◆ READING PASSAGE:

The Swiss research infrastructure for particle physics CHRISP
Particle accelerators are central components of PSI. They help researchers obtain particles that are used for fundamental physical experiments. With particle beams made up of pions, muons, neutrons, protons, and electrons, researchers are investigating how our universe is constructed. The Swiss research infrastructure for particle physics – CHRISP – enables them to determine fundamental natural constants with the greatest precision and to look for deviations from the current standard model of particle physics. They also develop and test detectors for experiments at PSI, for space missions, and for the European research center CERN in Geneva.
Since 1974, the high-intensity proton accelerator HIPA has been the basis for a particle factory that helps to keep fundamental research running at PSI. HIPA and another proton accelerator called COMET form the basis for one of the five large research facilities at PSI: the Swiss research infrastructure for particle physics CHRISP. A total of around 400 researchers work at seven different experimental stations for particle physics at this large research facility.
Protons are the positively charged building blocks of atomic nuclei, and they in turn consist of three basic building blocks called quarks. At PSI, protons from HIPA are made to collide with two targets, rotating rings made of carbon, at 80 percent the speed of light. This creates pions, which are made up of two quarks. These in turn decay into muons. The latter are similar to the electron but are roughly 200 times heavier. Originally, particle physics at PSI mainly studied pions; today significantly more experiments are carried out with muons. Thanks to continuous further development, the facility at PSI is the world's most powerful pion and muon source for particle physics.
Thin and thick targets
The proton beam from the HIPA accelerator first hits a graphite wheel that is only five millimetres thick. It bears the designation "M" for "mince," French for "thin." In collisions with carbon nuclei of the graphite, the fast protons generate pions, which decay into muons after an extremely short time. The pion-muon beam is guided, with the help of magnets, to a first measuring station called πM1. Here the energy of the particles can be adjusted more precisely than at any of the other experiment stations. Initially, measurements here were mainly carried out on pions. Since 2018, an experiment called MUSE (Muon Proton Scattering Experiment) has been running in πM1. With this, an international research collaboration aims to determine the proton radius through simultaneous measurement of the scattering of electrons and muons on hydrogen. An earlier experiment conducted at PSI by the CREMA collaboration (Charge Radius Experiment with Muonic Atoms) had revealed a clear discrepancy between measurement results and what was then the established value for the proton radius.

◆ WORK TASK: Reproduce the passage on the CHRISP research facility word for word, starting with "Since 1974, the" and going on through "large research facility.".

(Extracted records)
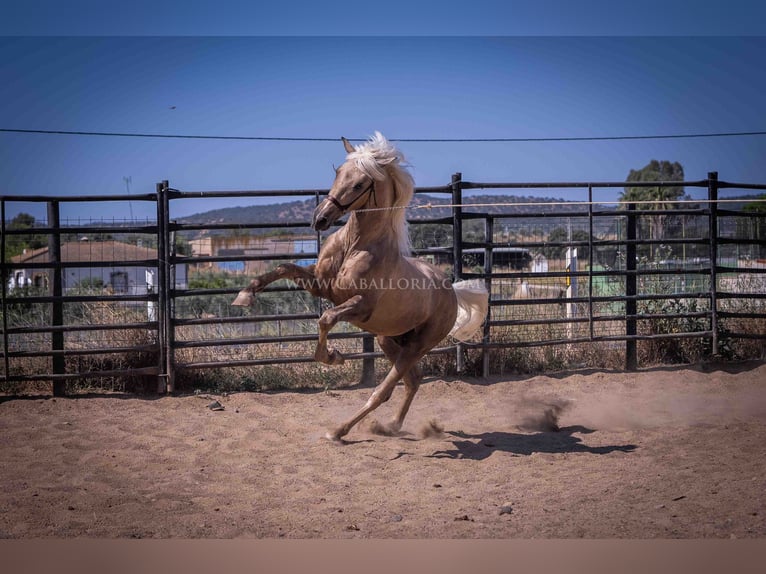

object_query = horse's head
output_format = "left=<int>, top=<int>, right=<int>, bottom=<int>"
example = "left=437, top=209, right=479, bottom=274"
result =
left=311, top=138, right=375, bottom=231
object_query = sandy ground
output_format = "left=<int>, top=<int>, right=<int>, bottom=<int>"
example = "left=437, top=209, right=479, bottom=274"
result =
left=0, top=363, right=766, bottom=539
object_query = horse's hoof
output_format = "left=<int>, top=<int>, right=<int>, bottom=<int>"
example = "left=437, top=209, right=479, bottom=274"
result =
left=324, top=431, right=346, bottom=444
left=329, top=349, right=346, bottom=365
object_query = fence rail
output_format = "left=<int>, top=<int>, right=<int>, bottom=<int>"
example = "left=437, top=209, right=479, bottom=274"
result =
left=0, top=173, right=766, bottom=394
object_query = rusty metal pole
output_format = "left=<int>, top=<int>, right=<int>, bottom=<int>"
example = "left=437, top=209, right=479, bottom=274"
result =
left=48, top=201, right=66, bottom=397
left=451, top=172, right=465, bottom=373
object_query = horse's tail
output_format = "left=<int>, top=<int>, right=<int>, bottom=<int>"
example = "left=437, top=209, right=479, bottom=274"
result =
left=449, top=279, right=489, bottom=341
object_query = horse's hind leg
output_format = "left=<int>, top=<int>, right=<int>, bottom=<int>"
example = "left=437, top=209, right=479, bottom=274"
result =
left=378, top=337, right=423, bottom=434
left=327, top=357, right=414, bottom=441
left=232, top=263, right=318, bottom=307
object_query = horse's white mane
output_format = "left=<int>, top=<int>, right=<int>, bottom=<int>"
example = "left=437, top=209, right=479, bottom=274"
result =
left=346, top=131, right=415, bottom=257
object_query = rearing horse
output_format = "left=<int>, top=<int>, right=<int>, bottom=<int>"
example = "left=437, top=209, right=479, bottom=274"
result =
left=233, top=132, right=488, bottom=441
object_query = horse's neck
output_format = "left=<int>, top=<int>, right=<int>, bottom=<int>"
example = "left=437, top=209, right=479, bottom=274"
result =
left=342, top=211, right=399, bottom=253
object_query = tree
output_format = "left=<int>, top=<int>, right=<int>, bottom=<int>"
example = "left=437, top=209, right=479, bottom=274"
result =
left=5, top=212, right=48, bottom=259
left=541, top=227, right=590, bottom=261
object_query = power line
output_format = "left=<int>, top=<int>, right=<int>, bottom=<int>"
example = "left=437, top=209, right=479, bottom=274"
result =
left=0, top=128, right=766, bottom=143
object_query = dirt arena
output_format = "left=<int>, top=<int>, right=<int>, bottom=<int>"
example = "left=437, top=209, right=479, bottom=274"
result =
left=0, top=362, right=766, bottom=539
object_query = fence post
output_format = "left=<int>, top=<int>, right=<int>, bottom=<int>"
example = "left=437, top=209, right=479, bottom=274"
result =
left=48, top=201, right=66, bottom=397
left=451, top=172, right=465, bottom=373
left=625, top=203, right=638, bottom=371
left=0, top=198, right=13, bottom=381
left=481, top=215, right=495, bottom=378
left=707, top=171, right=718, bottom=356
left=156, top=181, right=170, bottom=394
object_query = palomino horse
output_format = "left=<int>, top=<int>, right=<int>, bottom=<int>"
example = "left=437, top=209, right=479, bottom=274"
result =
left=233, top=132, right=488, bottom=441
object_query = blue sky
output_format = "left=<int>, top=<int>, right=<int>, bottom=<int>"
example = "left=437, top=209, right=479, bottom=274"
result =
left=0, top=1, right=766, bottom=225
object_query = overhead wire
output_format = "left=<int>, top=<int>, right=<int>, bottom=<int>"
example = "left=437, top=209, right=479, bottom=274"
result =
left=0, top=128, right=766, bottom=143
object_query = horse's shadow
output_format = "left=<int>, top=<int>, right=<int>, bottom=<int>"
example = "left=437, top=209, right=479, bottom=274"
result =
left=428, top=426, right=637, bottom=460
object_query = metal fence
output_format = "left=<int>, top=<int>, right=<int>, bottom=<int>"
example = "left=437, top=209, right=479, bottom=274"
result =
left=0, top=173, right=766, bottom=394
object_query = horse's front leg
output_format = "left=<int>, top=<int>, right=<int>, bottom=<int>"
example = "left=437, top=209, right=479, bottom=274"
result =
left=232, top=263, right=317, bottom=307
left=314, top=295, right=372, bottom=365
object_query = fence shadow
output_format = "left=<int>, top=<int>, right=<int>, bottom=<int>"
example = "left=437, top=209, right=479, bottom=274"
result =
left=429, top=425, right=638, bottom=460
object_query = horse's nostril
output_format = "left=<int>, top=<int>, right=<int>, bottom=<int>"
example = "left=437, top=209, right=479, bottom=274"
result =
left=311, top=217, right=329, bottom=231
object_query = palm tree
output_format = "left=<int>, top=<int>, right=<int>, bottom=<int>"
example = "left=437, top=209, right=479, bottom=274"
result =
left=620, top=159, right=685, bottom=257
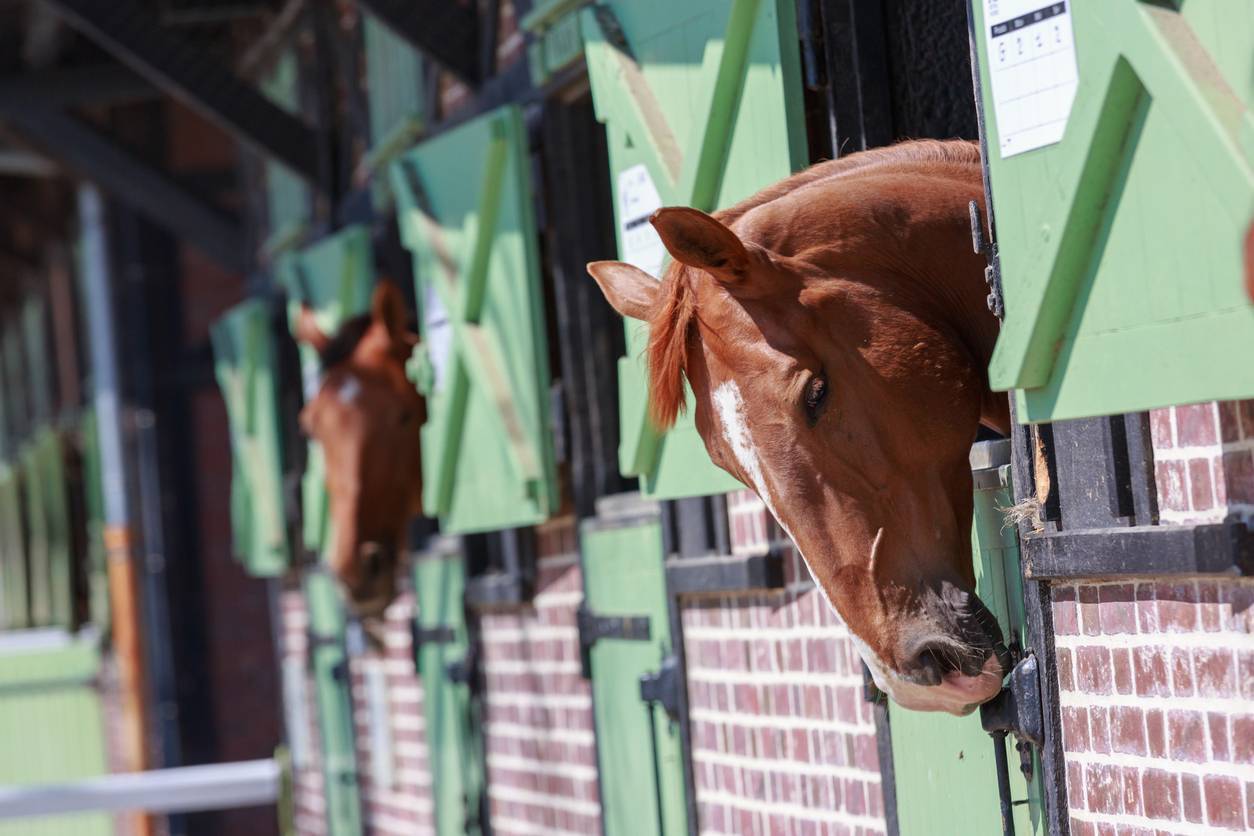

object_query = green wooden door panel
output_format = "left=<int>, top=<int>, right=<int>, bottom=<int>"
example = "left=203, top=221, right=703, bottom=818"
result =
left=278, top=226, right=375, bottom=551
left=581, top=0, right=808, bottom=498
left=391, top=105, right=558, bottom=533
left=0, top=462, right=30, bottom=629
left=0, top=630, right=113, bottom=836
left=974, top=0, right=1254, bottom=421
left=211, top=300, right=290, bottom=577
left=889, top=453, right=1046, bottom=836
left=581, top=518, right=687, bottom=836
left=414, top=550, right=485, bottom=836
left=305, top=572, right=362, bottom=836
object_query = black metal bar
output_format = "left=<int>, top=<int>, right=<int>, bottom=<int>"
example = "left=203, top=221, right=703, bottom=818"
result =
left=1022, top=520, right=1254, bottom=580
left=42, top=0, right=321, bottom=182
left=0, top=106, right=247, bottom=272
left=361, top=0, right=484, bottom=84
left=666, top=549, right=784, bottom=595
left=991, top=732, right=1014, bottom=836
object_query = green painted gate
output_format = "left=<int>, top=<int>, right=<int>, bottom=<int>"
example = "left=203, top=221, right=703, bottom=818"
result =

◆ YOUR SOLUTION:
Since 1974, the high-intensity proton accelerator HIPA has been the basis for a particle factory that helps to keep fundamental research running at PSI. HIPA and another proton accelerator called COMET form the basis for one of the five large research facilities at PSI: the Swiss research infrastructure for particle physics CHRISP. A total of around 400 researchers work at seven different experimental stations for particle physics at this large research facility.